### Exercise aim
Reproduce the listing below with each occurrence of "pink top" substituted by "green jacket", leaving all other text unchanged. Omit the pictures from your output.

### Data supplied

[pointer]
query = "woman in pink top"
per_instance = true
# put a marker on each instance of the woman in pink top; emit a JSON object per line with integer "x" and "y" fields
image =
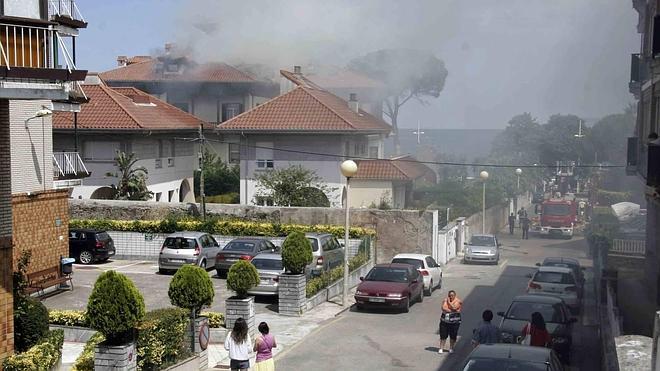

### Result of the exercise
[pointer]
query = "woman in green jacket"
per_instance = true
# put a marker on each instance of the woman in green jacket; emit a JSON object per line with integer "x" and "y" fields
image =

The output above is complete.